PROVIDED TEXT: Begin
Working behind the scenes in quiet anonymity, a large cadre of engineers was tasked with ensuring the flight, moon landing and return to earth were successful. Without their hard work and dedication, Armstrong might never have uttered that now infamous statement, “That's one small step for man; one giant leap for mankind.”

“I think there was a national purpose behind the moon landing—a shared sense of unity,” remarks Ed Poole, who, having just graduated from college with a mathematics degree, began his behind-the-scenes Apollo 11 work in 1965 as an IBM programmer. “I was surrounded by people who were very committed to performing their parts to make sure everything went as well as it did. Nobody was looking at the clock and packing it in at five o’clock.”

These dedicated people included between 1,500 to 2,000 IBM engineers, estimates Poole, who were writing software and installing the necessary hardware. In the case of Apollo 11, this hardware included five IBM System/360 Model 75s, one acting as the primary control box, a second as an active backup for that, a third as an inactive backup for the second should it have to take on the duties of the first—and so on.
PROVIDED TEXT: End
DATASET EXTRACT: Begin
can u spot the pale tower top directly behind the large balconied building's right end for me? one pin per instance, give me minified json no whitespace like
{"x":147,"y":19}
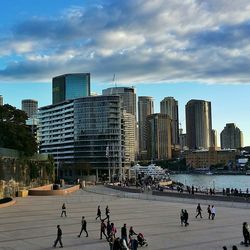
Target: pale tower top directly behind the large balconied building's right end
{"x":128,"y":96}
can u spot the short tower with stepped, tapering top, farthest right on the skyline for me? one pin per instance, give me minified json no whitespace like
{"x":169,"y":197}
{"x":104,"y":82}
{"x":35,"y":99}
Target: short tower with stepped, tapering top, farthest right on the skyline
{"x":231,"y":137}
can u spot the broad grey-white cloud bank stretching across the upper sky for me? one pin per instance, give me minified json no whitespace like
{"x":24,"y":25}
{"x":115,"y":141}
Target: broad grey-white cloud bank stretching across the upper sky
{"x":140,"y":41}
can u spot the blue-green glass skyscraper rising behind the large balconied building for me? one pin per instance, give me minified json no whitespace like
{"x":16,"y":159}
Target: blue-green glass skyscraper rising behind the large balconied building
{"x":70,"y":86}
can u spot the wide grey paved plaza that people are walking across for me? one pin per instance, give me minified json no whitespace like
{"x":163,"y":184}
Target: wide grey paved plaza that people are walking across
{"x":31,"y":223}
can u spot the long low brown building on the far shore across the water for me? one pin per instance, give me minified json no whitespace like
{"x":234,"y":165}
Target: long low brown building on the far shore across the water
{"x":209,"y":157}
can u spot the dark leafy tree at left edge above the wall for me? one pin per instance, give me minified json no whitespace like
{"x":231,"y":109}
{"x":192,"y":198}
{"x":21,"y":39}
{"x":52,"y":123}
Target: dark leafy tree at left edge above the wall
{"x":14,"y":133}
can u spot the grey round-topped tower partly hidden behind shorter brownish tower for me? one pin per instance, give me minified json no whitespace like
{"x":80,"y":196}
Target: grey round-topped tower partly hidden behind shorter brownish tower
{"x":169,"y":106}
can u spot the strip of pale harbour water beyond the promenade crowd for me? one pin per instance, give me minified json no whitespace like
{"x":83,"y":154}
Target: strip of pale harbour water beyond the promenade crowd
{"x":214,"y":181}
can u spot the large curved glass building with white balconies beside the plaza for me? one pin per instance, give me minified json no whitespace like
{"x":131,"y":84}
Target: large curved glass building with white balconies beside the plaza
{"x":84,"y":135}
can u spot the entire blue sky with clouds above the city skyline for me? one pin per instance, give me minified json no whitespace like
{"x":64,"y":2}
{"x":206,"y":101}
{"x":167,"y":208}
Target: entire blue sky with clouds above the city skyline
{"x":186,"y":49}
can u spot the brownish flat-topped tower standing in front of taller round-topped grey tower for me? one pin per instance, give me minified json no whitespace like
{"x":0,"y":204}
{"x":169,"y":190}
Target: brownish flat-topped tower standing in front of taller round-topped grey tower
{"x":159,"y":137}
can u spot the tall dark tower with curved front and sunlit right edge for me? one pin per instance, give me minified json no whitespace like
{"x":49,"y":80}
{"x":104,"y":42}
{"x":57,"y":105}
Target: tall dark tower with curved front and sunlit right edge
{"x":198,"y":124}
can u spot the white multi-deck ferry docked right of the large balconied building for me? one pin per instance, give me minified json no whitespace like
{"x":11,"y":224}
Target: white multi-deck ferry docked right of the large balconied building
{"x":150,"y":170}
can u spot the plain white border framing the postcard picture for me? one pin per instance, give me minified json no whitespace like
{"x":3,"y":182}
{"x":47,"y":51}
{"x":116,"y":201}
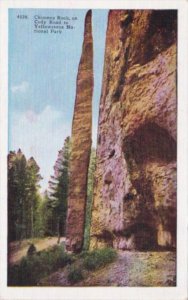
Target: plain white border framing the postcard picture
{"x":169,"y":293}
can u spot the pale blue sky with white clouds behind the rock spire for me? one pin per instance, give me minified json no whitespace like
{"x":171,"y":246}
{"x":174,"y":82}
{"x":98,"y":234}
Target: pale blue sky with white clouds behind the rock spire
{"x":42,"y":81}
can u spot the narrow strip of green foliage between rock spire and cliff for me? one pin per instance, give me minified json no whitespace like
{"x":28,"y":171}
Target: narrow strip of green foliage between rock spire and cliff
{"x":90,"y":185}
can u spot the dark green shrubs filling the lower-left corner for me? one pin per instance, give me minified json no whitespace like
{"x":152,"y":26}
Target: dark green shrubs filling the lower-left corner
{"x":32,"y":268}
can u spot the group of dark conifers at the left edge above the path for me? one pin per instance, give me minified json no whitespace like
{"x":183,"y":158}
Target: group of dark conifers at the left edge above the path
{"x":23,"y":196}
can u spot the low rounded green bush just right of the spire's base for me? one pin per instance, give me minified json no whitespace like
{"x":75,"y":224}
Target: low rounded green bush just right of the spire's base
{"x":99,"y":258}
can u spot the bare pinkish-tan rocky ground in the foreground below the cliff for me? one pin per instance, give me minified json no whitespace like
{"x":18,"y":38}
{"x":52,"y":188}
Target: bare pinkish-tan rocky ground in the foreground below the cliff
{"x":131,"y":269}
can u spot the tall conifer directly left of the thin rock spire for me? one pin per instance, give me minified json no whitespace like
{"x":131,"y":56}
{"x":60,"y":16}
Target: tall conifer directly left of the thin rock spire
{"x":58,"y":190}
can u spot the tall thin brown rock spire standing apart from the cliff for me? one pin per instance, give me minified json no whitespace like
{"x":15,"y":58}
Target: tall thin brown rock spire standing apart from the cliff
{"x":80,"y":144}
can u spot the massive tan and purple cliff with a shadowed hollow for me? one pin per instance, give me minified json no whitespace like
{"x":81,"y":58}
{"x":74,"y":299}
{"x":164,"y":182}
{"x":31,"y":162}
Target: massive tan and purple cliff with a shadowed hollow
{"x":135,"y":184}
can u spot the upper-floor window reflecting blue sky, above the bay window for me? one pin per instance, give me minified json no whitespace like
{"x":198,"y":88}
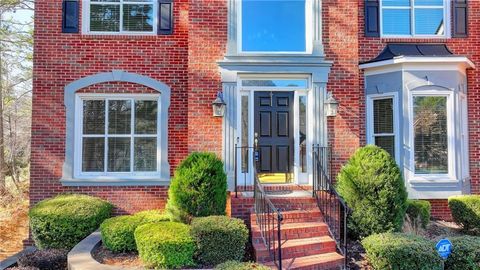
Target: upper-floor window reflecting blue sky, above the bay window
{"x":424,"y":18}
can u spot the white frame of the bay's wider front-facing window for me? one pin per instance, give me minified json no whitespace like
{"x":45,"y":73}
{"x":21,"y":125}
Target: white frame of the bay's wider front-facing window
{"x":451,"y":175}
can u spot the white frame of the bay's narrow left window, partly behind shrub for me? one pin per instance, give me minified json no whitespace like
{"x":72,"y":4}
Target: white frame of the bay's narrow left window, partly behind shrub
{"x":396,"y":126}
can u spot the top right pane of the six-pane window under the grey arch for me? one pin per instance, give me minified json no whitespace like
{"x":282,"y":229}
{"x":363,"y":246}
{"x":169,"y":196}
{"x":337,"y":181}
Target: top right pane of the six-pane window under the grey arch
{"x":146,"y":116}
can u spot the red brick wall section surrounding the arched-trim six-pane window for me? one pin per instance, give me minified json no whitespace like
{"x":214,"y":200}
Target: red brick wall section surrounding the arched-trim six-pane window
{"x":62,"y":58}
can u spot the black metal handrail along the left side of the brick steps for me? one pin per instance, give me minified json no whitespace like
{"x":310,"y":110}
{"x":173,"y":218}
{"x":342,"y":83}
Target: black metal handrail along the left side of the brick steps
{"x":269,"y":220}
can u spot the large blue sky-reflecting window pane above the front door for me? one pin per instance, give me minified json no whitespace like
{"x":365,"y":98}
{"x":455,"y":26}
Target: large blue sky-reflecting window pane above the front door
{"x":273,"y":25}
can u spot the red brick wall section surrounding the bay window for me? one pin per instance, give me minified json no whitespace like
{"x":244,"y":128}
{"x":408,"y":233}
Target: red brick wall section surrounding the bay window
{"x":369,"y":47}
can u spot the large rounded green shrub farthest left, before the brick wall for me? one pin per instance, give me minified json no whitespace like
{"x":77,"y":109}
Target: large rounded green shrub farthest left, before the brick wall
{"x":63,"y":221}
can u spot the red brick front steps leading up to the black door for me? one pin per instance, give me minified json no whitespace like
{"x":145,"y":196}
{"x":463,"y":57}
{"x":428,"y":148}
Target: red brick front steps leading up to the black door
{"x":306,"y":241}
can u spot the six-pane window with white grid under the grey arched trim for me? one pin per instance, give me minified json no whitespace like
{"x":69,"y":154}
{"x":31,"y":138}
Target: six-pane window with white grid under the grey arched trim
{"x":117,"y":137}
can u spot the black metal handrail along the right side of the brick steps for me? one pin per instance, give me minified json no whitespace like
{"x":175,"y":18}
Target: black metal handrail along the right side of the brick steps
{"x":334,"y":209}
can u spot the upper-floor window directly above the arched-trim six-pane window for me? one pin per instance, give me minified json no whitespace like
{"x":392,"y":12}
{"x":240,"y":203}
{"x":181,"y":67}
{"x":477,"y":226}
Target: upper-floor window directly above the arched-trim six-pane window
{"x":121,"y":16}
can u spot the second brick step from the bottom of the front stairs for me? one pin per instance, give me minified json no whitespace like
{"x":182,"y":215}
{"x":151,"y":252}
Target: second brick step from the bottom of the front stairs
{"x":292,"y":248}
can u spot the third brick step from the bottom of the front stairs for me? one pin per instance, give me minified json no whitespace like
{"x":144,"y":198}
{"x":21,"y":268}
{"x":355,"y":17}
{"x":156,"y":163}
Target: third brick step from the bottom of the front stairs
{"x":294,"y":230}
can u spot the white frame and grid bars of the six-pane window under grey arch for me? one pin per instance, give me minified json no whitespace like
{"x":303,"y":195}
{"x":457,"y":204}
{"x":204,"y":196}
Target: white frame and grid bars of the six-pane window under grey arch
{"x":105,"y":175}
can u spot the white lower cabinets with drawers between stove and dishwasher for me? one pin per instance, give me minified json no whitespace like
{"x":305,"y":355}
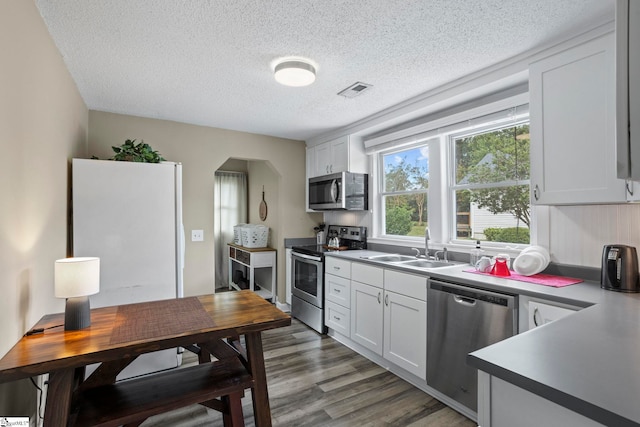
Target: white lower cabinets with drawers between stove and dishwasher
{"x":381,"y":310}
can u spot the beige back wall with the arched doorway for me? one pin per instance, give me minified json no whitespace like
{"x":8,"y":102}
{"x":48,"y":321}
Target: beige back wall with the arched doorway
{"x":277,"y":163}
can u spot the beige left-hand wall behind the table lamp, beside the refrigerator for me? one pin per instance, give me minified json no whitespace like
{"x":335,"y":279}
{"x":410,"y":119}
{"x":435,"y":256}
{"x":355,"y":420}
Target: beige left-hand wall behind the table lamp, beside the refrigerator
{"x":43,"y":124}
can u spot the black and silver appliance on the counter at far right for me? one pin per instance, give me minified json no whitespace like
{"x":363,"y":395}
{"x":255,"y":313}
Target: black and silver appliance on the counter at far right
{"x":620,"y":268}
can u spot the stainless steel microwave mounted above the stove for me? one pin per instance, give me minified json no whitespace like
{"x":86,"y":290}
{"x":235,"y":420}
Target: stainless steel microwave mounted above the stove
{"x":339,"y":191}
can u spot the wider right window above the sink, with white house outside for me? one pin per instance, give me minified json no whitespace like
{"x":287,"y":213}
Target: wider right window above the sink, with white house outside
{"x":490,"y":189}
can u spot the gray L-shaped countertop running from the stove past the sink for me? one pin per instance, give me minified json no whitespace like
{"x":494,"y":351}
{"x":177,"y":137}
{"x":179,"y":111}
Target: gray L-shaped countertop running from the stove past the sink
{"x":588,"y":362}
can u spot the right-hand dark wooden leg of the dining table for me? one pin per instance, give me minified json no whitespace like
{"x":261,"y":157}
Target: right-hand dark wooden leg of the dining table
{"x":259,"y":393}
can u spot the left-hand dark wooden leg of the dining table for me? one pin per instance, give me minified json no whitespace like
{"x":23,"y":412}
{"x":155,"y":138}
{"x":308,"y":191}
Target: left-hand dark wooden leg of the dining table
{"x":59,"y":393}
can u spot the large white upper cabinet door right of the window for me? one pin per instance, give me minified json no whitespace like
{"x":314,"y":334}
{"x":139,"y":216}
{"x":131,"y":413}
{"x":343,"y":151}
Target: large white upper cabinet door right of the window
{"x":572,"y":113}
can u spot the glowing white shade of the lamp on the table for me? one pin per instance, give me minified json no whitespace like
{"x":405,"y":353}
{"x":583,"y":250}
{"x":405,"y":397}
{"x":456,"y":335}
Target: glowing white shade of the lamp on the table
{"x":76,"y":277}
DATASET EXTRACT: End
In one to three sentences, explain the purpose the Apollo 11 engineers text gives for the third IBM System/360 Model 75.

EXERCISE RESULT —
The third machine was an inactive backup for the second. The second was itself the active backup for the primary control machine, so the third was there in case the second had to take over the primary's duties.